▸ INSTRUCTIONS TO FOLLOW
Write out all the data again, exactly as it stands.

Saved data entries:
* * * * * * * * *

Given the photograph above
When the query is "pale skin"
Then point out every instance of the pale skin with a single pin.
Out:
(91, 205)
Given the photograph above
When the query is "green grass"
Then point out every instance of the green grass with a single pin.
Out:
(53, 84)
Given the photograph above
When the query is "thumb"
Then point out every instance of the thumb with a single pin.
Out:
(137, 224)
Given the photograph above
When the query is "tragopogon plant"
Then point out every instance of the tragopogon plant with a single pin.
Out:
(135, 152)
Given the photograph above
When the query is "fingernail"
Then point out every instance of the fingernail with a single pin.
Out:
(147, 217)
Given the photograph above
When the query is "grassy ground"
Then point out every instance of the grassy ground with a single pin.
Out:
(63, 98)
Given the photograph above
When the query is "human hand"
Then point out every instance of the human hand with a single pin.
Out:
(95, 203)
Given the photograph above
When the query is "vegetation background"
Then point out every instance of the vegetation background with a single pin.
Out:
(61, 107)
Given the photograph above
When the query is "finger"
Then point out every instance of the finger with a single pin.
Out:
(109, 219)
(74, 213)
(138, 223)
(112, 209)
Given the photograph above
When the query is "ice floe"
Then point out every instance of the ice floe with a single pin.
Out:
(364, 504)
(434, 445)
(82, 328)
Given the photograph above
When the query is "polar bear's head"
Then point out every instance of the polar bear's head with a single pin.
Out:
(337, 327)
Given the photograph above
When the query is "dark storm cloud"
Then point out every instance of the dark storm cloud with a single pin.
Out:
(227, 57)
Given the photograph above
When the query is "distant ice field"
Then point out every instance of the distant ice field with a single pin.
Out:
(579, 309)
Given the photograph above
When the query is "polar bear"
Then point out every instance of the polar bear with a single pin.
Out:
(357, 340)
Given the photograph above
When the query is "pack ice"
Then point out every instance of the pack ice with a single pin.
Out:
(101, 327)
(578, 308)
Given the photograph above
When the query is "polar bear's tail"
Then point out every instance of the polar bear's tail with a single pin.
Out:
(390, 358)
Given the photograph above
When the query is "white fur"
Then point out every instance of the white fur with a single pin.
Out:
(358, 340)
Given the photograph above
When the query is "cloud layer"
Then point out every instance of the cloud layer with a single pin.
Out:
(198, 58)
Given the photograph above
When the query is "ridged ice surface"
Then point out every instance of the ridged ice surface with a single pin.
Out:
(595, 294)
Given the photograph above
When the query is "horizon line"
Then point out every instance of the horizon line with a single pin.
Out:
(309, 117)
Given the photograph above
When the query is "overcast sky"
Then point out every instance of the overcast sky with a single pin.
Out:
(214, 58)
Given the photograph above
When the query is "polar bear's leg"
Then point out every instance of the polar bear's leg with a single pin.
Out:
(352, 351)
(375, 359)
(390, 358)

* * * * * * * * *

▸ EXERCISE SOLUTION
Given the photograph above
When the query is "pale skin"
Then point out every instance of the pale skin with a single pin.
Out:
(91, 205)
Given the photograph above
When the query is "green grass"
Then point out every instance of the green grass with a single pin.
Out:
(53, 84)
Given the photograph above
When the query is "thumb"
Then point out every instance of the thumb with a single pin.
Out:
(137, 224)
Given the photograph above
When the query is "tragopogon plant"
Then point out every instance of the tragopogon plant with a single pin.
Out:
(135, 152)
Given the photograph above
When the query is "fingernail"
Then point out every instance of the fingernail with a single pin.
Out:
(147, 217)
Given the photograph above
When the query is "grassy ground"
Then point out every instance of the grassy ground with a single pin.
Out:
(63, 98)
Given the photograph above
When the query is "human hand"
Then point out every instance of the human hand with a single pin.
Out:
(95, 203)
Given the photograph above
When the query is "vegetation background"
Then point out every instance of the vegetation background with a single pin.
Out:
(61, 107)
Given the photograph above
When the query is "finger"
Then point out every instance of the finger with a single pin.
Out:
(109, 219)
(74, 213)
(138, 223)
(112, 209)
Given the photograph above
When the query is "ice floe"
Then point out every instance of the ice floe with a single pin.
Out:
(364, 504)
(434, 445)
(82, 328)
Given the photograph above
When the query is "polar bear's head"
Then point out every instance of the polar bear's head with a single pin.
Out:
(337, 327)
Given the photograph above
When the query is "dark storm cloud"
Then point out every instance of the dark storm cloud with a single pin.
Out:
(227, 57)
Given the photograph above
When the query is "distant ice field"
Then point out every instance of the distant ice field with a single pin.
Out:
(579, 309)
Given the photograph above
When the query is "polar bear"
Then point out every instance of the polar bear with a single pin.
Out:
(357, 340)
Given the photograph above
When the query is "pack ice"
Then point out every instance of the pack ice with a single pin.
Out:
(101, 327)
(578, 308)
Given the photograph above
When the query is "polar bear's tail"
Then point out every instance of the polar bear's tail with a single pin.
Out:
(390, 358)
Given the photograph above
When the query is "white fur"
Then point out every instance of the white fur with a single pin.
Out:
(358, 340)
Given the photograph above
When the query is "cloud layer"
Then point out every instance of the cloud layer with a single pin.
Out:
(198, 58)
Given the photograph above
When the query is "ridged ice surface"
Then point out every instance of the ridged ice surface with a single pin.
Out:
(595, 294)
Given the photograph above
When the query is "horizon line"
Then point out every instance of the horizon line with a single pin.
Out:
(309, 117)
Given the photograph above
When the query is "overcast sky"
Then point out every instance of the overcast sky with a single pin.
Out:
(214, 58)
Given the photograph above
When the query is "polar bear's leg"
Then point out every instance of the polar bear's leg with a single pin.
Out:
(352, 351)
(375, 359)
(390, 358)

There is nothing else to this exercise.